# Your objective
Going through the data below, copy out each line where the word "tower" shows up.

# Available data
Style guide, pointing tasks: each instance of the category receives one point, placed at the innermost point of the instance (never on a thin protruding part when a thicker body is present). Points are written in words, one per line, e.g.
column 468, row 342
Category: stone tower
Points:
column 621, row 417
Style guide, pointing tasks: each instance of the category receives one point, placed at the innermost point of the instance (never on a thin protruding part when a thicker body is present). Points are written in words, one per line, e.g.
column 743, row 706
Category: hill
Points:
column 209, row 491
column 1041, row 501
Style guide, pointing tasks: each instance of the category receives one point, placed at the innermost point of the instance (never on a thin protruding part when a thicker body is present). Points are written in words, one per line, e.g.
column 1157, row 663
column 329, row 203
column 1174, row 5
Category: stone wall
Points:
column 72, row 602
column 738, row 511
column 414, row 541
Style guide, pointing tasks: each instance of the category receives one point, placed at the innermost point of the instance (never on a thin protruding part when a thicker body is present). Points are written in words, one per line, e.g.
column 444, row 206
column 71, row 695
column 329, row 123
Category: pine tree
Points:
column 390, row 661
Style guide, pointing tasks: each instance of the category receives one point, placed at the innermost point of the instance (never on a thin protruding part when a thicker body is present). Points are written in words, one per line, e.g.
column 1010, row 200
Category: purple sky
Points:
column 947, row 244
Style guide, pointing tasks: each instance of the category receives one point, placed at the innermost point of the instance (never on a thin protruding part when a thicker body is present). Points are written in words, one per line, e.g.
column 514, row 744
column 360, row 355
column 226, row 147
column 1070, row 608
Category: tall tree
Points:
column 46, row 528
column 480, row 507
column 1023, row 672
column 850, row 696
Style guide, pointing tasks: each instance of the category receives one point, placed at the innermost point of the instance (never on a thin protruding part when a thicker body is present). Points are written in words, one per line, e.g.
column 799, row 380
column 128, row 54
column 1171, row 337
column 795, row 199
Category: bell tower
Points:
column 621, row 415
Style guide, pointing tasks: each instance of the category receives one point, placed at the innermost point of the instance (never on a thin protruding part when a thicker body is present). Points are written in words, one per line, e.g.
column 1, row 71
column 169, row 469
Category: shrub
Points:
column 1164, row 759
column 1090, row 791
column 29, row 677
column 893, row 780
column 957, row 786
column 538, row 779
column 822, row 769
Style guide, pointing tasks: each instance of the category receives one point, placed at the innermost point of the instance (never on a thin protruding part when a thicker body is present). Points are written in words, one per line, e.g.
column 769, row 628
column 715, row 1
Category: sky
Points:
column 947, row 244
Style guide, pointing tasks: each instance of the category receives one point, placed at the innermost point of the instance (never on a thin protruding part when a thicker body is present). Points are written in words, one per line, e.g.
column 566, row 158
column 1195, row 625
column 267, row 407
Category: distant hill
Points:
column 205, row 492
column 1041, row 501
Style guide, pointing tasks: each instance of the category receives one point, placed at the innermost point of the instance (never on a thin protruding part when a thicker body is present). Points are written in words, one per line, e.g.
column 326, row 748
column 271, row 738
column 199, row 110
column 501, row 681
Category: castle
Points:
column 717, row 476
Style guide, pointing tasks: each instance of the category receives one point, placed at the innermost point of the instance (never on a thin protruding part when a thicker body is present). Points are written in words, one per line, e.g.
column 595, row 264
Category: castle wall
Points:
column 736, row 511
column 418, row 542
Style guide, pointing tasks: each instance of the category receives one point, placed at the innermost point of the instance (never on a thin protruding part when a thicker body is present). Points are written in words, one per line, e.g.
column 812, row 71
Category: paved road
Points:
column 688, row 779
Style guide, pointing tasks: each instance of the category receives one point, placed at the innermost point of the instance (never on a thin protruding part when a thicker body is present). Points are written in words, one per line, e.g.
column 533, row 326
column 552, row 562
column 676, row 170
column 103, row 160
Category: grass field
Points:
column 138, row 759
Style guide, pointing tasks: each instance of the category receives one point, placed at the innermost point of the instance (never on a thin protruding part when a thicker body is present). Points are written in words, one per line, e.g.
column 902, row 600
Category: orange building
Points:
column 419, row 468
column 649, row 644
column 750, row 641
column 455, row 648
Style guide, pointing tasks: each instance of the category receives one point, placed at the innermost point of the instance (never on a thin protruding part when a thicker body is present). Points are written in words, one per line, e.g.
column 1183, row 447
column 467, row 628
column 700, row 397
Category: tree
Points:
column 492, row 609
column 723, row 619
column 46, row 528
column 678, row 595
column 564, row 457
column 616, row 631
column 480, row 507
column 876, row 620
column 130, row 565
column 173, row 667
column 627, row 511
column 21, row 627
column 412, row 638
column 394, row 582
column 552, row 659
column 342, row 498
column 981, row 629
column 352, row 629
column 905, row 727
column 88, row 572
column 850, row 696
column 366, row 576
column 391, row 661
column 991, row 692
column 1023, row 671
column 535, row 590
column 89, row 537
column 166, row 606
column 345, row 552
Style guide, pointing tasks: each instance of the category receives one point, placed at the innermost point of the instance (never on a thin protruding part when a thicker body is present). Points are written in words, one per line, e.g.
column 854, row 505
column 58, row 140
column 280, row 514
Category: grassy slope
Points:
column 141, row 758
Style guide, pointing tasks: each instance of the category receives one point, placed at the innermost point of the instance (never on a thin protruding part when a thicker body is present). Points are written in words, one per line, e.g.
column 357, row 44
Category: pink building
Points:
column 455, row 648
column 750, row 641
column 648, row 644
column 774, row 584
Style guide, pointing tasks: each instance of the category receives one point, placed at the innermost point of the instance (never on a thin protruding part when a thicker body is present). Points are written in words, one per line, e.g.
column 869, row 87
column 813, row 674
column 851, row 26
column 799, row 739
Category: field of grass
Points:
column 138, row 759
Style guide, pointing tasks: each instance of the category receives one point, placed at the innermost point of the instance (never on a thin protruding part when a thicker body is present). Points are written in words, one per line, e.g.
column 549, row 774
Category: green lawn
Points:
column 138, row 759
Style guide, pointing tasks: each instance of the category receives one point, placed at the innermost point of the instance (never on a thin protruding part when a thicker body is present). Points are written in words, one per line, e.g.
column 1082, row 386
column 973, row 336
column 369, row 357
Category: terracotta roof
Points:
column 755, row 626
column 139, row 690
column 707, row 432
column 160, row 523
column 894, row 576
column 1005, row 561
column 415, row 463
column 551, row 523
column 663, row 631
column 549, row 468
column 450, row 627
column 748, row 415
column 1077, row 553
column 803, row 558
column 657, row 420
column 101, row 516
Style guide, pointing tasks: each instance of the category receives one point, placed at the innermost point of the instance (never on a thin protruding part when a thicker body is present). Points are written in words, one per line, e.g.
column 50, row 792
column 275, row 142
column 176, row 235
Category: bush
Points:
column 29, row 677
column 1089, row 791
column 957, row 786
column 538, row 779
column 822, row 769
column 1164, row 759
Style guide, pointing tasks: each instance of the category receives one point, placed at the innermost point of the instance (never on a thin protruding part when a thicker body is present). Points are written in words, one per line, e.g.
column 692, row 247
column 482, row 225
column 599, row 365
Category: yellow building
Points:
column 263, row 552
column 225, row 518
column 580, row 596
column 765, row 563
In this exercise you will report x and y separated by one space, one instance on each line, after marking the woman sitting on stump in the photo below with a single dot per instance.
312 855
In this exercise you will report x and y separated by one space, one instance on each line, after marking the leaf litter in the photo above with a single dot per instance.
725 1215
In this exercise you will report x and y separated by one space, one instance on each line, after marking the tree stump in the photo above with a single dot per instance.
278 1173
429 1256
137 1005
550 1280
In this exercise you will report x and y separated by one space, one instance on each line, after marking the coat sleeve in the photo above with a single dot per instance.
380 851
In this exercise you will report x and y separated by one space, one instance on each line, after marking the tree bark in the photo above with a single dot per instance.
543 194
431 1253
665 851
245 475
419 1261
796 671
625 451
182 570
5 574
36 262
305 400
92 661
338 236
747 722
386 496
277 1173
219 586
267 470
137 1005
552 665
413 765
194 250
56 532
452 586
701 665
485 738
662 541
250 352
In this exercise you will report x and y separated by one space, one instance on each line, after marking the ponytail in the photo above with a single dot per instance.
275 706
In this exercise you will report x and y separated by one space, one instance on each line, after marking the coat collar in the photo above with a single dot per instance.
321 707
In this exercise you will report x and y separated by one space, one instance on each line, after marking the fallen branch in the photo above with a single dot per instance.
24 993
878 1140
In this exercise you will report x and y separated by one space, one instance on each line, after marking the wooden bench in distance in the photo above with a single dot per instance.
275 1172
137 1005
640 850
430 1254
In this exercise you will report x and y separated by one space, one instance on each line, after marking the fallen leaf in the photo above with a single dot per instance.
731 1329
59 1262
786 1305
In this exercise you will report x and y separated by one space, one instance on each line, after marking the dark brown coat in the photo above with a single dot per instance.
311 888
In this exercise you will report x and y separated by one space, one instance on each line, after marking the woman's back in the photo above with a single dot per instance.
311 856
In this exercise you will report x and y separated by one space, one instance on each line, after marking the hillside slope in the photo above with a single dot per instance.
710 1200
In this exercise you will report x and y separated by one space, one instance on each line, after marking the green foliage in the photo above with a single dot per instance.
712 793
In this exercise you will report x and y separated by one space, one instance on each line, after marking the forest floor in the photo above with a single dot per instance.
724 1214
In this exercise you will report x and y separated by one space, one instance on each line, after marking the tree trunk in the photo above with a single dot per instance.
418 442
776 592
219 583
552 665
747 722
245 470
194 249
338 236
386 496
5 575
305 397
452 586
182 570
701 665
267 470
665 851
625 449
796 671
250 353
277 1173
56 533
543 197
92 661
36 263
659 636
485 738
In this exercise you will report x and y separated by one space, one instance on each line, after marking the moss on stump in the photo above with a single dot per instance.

# Answer section
Category: stone tower
Category: bell tower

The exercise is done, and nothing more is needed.